# [Work request]
Each line below needs to be repeated precisely as it is.

[Stored data entries]
++++++

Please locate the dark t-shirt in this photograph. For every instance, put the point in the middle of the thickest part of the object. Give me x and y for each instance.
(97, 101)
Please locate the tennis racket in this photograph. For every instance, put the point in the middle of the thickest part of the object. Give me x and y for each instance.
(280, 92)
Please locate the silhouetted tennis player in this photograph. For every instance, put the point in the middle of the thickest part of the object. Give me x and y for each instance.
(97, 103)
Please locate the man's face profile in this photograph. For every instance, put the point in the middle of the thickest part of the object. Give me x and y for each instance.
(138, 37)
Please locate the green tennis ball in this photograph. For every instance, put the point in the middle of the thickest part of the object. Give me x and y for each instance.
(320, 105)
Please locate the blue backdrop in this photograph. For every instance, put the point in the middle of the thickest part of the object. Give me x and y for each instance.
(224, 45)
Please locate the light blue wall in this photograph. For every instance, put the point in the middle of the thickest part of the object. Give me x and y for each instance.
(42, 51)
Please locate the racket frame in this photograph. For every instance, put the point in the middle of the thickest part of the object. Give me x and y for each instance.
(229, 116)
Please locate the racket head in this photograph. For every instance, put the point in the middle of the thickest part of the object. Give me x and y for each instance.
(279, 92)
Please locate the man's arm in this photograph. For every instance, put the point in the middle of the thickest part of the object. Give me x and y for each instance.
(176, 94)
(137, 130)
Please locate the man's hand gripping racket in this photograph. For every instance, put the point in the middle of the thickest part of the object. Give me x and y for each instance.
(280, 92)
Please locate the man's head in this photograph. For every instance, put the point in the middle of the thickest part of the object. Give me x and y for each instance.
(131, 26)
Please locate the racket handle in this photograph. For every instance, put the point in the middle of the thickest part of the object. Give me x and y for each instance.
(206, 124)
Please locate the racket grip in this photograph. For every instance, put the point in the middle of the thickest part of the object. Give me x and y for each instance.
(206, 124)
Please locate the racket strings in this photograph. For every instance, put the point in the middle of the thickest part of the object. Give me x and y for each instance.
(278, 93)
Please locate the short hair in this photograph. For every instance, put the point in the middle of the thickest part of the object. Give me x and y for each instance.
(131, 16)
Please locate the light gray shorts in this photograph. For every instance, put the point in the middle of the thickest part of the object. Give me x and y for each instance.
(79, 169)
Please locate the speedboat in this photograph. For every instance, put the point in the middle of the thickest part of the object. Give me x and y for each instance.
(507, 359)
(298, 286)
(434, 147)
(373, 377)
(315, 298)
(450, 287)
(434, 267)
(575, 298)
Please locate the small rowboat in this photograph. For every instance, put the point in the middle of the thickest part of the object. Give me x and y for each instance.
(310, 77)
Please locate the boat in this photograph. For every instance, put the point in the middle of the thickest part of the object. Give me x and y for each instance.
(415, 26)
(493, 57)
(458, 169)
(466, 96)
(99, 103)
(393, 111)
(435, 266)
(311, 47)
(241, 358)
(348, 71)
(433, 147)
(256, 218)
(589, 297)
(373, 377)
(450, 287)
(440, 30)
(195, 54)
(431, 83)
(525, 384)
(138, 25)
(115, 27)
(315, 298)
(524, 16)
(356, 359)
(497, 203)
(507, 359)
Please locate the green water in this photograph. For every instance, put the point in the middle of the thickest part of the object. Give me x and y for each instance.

++++++

# [Completed exercise]
Please locate the dark t-shirt in this photograph. For every instance, put the point in the middle of the thickest part of the object. Give me x and y for each instance.
(97, 101)
Please locate the tennis racket in this photograph. For every instance, put the point in the middle of the thickest part of the object. Give me x and y for each instance.
(280, 92)
Please locate the silhouetted tennis player in this photograph. For every instance, put the point in the middle of the thickest part of the object. Give me x and y for each instance.
(97, 103)
Please locate the man's face profile in this photograph. For every instance, put the point in the middle of the thickest part of the object. Give me x and y for each instance.
(138, 37)
Please locate the green tennis ball in this photograph. For every instance, put the point in the middle of the thickest part of the object. Give me x and y for each instance.
(320, 105)
Please locate the blue backdrop in this photograph. For every instance, put the point in the middle of the thickest part of the object. Give me x and y for each instance.
(224, 45)
Please locate the light blue wall in this photograph. For every instance, put the point in the middle of the thickest part of the object. Give me x and y for each instance.
(42, 51)
Please locate the racket frame in this photograph. For every instance, put the point in the middle of the thickest part of the object. Give me x and y for each instance.
(229, 116)
Please locate the racket head in this photograph. For every instance, put the point in the middle of the thickest part of the object. Give me x and y for each instance.
(279, 92)
Please locate the man's arm in this photograph. For every instance, put the point in the middle of the thickest part of the object. Give me x and y for each instance.
(176, 94)
(137, 130)
Please locate the man's hand gripping racket in this photograph. For every instance, put the point in the middle of the thickest part of the object. Give me x and y for each instance.
(280, 92)
Please locate the man's head in this photograph. For every instance, put the point in the middle of the thickest part of the object. Give me x and y for each instance.
(131, 26)
Please locate the racket handle in this photograph. For every instance, put the point in the middle of the thickest part of the object. Give me x and y for each instance.
(206, 124)
Please locate the racket grip in this photograph. For every instance, put the point in the middle of the thickest part of the object. Give me x and y for each instance.
(206, 124)
Please locate the racket strings in this photograph. For every instance, put the point in the middle of the thickest part of the object. Give me x and y for each instance.
(278, 93)
Please locate the short hair in this photograph. For every instance, put the point in the middle of the thickest part of the object. Give me x and y for each instance.
(131, 16)
Please locate the light gray shorts in this photograph. For every instance, put the point in the middle of the thickest part of the object. Give me x and y for each instance.
(79, 169)
Please locate the speedboat in this photograph. For every instance, put the point in the middle of the thickest part of the object. Give me x and y for each instance.
(507, 359)
(298, 286)
(434, 147)
(373, 377)
(315, 298)
(450, 287)
(434, 267)
(575, 298)
Please locate the small rowboat in this photograph. For every instance, put the point in the middle of the thickest part of the object. Give me x and y for each instance.
(310, 77)
Please locate the boat in this photograph. For every instance, put the point in the middle of the thickest part of the object. Give me x and y for each instance.
(415, 26)
(493, 57)
(458, 169)
(466, 96)
(99, 103)
(393, 111)
(435, 266)
(311, 47)
(241, 358)
(348, 71)
(433, 147)
(256, 218)
(589, 297)
(373, 377)
(450, 287)
(440, 30)
(195, 54)
(431, 83)
(525, 384)
(138, 25)
(115, 27)
(315, 298)
(524, 16)
(356, 359)
(497, 203)
(507, 359)
Please locate the green water in this photograph. For every instance, put the point in the middle of the thickest part of the object. Give me x and y for each instance.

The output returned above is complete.